- **TASK DESCRIPTION**
Could you retype every entry below exactly as written?

──────── MATERIAL TO PROCESS

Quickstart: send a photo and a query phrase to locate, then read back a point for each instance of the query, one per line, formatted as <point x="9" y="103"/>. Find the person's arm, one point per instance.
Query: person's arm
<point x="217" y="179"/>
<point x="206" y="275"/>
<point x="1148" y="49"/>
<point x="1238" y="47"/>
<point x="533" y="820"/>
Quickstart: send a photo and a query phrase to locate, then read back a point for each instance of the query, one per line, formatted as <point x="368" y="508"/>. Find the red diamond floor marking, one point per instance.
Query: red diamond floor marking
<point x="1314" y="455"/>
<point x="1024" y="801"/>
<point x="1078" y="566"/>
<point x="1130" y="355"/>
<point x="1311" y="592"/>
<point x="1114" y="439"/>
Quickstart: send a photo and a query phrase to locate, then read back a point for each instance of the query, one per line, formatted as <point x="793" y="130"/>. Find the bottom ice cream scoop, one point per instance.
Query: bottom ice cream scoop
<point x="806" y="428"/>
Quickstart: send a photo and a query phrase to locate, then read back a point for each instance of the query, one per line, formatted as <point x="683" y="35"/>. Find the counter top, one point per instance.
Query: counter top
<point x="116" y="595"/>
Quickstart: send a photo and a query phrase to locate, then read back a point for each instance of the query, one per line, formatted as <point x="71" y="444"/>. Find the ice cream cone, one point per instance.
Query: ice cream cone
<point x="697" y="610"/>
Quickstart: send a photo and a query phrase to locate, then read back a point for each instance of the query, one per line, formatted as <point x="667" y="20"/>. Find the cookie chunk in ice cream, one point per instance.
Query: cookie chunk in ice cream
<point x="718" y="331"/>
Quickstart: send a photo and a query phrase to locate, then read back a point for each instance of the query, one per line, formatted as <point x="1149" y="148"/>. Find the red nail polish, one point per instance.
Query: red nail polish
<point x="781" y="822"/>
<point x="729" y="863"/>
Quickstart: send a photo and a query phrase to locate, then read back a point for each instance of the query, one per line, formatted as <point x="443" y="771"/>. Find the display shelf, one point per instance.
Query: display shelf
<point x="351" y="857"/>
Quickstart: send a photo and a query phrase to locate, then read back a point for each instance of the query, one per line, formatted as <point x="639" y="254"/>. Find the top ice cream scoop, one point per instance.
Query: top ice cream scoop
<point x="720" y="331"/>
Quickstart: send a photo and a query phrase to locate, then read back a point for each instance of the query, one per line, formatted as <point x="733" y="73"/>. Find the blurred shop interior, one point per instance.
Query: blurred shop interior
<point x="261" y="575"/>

────────────────

- **ANSWER TO THIS PROBLEM**
Quickstart: send a photo and a query phrase to locate, then read back a point for each instance of the query, one per line, formatted as <point x="9" y="103"/>. Find the person's arm, one point per instance.
Query: person's arm
<point x="217" y="179"/>
<point x="206" y="275"/>
<point x="1148" y="49"/>
<point x="1238" y="47"/>
<point x="533" y="820"/>
Quickstart: send a photo and a query phrase to locate, then read back a point for each instance of the query, one per line, formatted as <point x="368" y="508"/>. Find the red diamond floor marking, one point per instance.
Query: red diamond floor marking
<point x="1314" y="455"/>
<point x="1024" y="801"/>
<point x="1078" y="566"/>
<point x="1130" y="355"/>
<point x="1311" y="592"/>
<point x="1114" y="439"/>
Quickstart: send a photo and a query phrase to locate, then read back a point for each instance of the query, one per line, formatted as <point x="793" y="130"/>. Find the bottom ice cream scoop, one point per instance.
Query: bottom ice cream scoop
<point x="806" y="428"/>
Quickstart: send a photo and a query phrase to locate, then read back a point for each instance of the query, one per line, formatted as <point x="683" y="35"/>. Find the counter top, one point per instance.
Query: counter top
<point x="116" y="595"/>
Quickstart: send a photo and a query phrase to locate, then read back a point for each instance of the query, one per line, formatted as <point x="71" y="444"/>. Find the ice cream cone, one point per instance.
Query: ice cream cone
<point x="697" y="610"/>
Quickstart: send a photo and a query phrase to locate, then read back a point for each instance of the query, one per line, formatted as <point x="667" y="20"/>. Find the cookie chunk in ice cream, one point per instance.
Query: cookie chunk in ice cream
<point x="718" y="331"/>
Quickstart: send a photo and a query phrase to locate, then read back a point for each instance of the query, one per line, formatted as <point x="1149" y="148"/>. Find the red nail polish, one point per instance.
Query: red nail polish
<point x="781" y="822"/>
<point x="729" y="863"/>
Quickstart: send a photo and a query phrase to locate, then read back a point for each instance of the query, one per line, formatted as <point x="443" y="771"/>. Find the display shelf, one point per instance.
Query: display shelf
<point x="351" y="857"/>
Quickstart: send a photo and a query phrase to locate, then read back a point for each instance of the query, one per line, formatted as <point x="639" y="254"/>. Find the top ice cream scoop, one point per instance.
Query: top ice cream scoop
<point x="720" y="331"/>
Quickstart: send a photo and a query phrase to locate, then read back a point for each instance of the query, one per line, formatted as <point x="733" y="73"/>. Find the blurred shop interior, one point per instance.
Query: blurred shop interior
<point x="261" y="575"/>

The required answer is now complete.